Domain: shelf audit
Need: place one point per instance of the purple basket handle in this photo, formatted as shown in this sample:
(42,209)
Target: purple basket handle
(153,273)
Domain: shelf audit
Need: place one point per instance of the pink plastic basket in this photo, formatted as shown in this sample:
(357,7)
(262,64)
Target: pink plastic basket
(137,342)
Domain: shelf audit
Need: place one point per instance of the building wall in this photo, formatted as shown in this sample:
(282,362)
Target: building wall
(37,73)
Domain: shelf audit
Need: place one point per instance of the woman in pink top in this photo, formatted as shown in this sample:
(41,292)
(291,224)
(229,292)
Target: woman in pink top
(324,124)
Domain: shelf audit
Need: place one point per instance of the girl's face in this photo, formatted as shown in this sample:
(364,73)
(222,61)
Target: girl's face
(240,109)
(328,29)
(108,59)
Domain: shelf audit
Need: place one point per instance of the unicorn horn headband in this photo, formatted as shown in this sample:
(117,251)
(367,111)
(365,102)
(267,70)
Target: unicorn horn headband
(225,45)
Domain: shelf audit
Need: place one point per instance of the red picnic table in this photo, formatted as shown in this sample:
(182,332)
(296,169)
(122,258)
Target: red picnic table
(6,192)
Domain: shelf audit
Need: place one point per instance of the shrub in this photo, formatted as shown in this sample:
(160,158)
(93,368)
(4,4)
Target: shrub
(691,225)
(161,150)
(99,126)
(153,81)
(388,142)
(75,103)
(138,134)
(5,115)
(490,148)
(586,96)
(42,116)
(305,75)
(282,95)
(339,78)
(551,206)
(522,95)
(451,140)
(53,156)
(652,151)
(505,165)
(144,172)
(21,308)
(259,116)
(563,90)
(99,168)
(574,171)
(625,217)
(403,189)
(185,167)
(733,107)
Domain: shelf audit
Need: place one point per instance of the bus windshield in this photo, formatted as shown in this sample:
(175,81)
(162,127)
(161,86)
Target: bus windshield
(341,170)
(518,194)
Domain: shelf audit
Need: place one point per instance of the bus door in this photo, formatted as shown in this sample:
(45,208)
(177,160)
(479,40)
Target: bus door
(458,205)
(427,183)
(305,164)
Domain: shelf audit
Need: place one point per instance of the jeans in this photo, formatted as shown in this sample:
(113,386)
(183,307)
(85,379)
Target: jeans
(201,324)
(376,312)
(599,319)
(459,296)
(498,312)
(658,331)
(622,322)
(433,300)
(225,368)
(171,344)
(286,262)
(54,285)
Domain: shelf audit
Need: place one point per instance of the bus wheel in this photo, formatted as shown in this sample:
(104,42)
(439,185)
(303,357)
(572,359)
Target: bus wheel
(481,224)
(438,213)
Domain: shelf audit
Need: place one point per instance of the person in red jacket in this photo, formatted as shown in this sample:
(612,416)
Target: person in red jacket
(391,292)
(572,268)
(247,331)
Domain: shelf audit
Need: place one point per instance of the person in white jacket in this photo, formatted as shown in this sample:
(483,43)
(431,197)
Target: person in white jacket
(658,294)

——————————

Line by line, reproduce the data exactly as given.

__Answer below__
Domain: shelf audit
Need: place one point per instance of the purple basket handle in this photo, formatted as shown in this sample:
(42,209)
Target: purple basket handle
(153,273)
Domain: shelf audit
Need: place one point per instance of the pink plastic basket in this photo, formatted as shown in this sample:
(357,7)
(262,64)
Target: pink plastic basket
(137,342)
Domain: shelf audit
Need: place one point per instance of the building wall in this photo, formatted as shown in this sample:
(282,362)
Target: building wall
(37,73)
Domain: shelf audit
Need: place one point per instance of the woman in pink top in this photo, formatted as shown in this sample:
(41,292)
(291,224)
(229,292)
Target: woman in pink top
(324,124)
Domain: shelf audit
Need: place one point per instance of the girl's face in this photo, formatted as shown in this sample:
(364,73)
(222,61)
Target: girl's face
(240,109)
(328,29)
(108,59)
Domain: shelf audit
Need: place one point per instance of the unicorn horn headband in this photo, formatted as shown in this sample:
(117,251)
(367,111)
(365,102)
(267,70)
Target: unicorn horn headband
(225,45)
Domain: shelf audit
Need: place one point per instance of the red picnic table in this photo, formatted as shown in this sample:
(182,332)
(296,169)
(122,258)
Target: red picnic table
(6,192)
Domain: shelf audit
Need: place one point per instance of the shrub in this photo, formatted as shown in this sample:
(160,158)
(93,368)
(4,4)
Target: shrub
(691,225)
(161,150)
(99,126)
(153,81)
(388,142)
(75,103)
(138,134)
(5,115)
(490,148)
(586,96)
(42,116)
(305,75)
(282,95)
(339,78)
(551,206)
(522,95)
(451,140)
(53,156)
(652,151)
(505,165)
(144,172)
(21,308)
(259,116)
(563,90)
(99,168)
(574,171)
(625,217)
(403,189)
(185,167)
(733,107)
Domain: shelf audit
Need: place one point per instance of the bus windshield in this photo, formatted as shown in this sample:
(175,81)
(162,127)
(161,86)
Target: bus windshield
(341,170)
(518,194)
Domain: shelf audit
Need: place one point per instance of the bus door in this photo, formatted as shown in this sample:
(45,208)
(177,160)
(479,40)
Target: bus door
(458,205)
(427,183)
(305,164)
Domain: shelf audit
Need: place one point per instance of the jeans in this photo, formatted as shown in this sample:
(113,386)
(183,307)
(85,379)
Target: jeans
(201,324)
(376,312)
(599,319)
(459,296)
(498,312)
(658,331)
(622,322)
(433,300)
(225,368)
(171,344)
(286,262)
(54,285)
Domain: shelf audit
Need: place one point per instance of the bus wheel in this photo, formatted as shown in this sample:
(104,42)
(439,185)
(303,357)
(572,359)
Target: bus wheel
(481,224)
(438,213)
Domain: shelf audit
Need: place one point per instance of the person in red jacket in this photo, formatted as shown in this sample:
(612,416)
Target: person in red jacket
(391,292)
(572,268)
(247,331)
Domain: shelf audit
Need: place one point per instance of the person in white jacket in this photo, formatted as shown in this sample:
(483,43)
(431,197)
Target: person in white jacket
(658,294)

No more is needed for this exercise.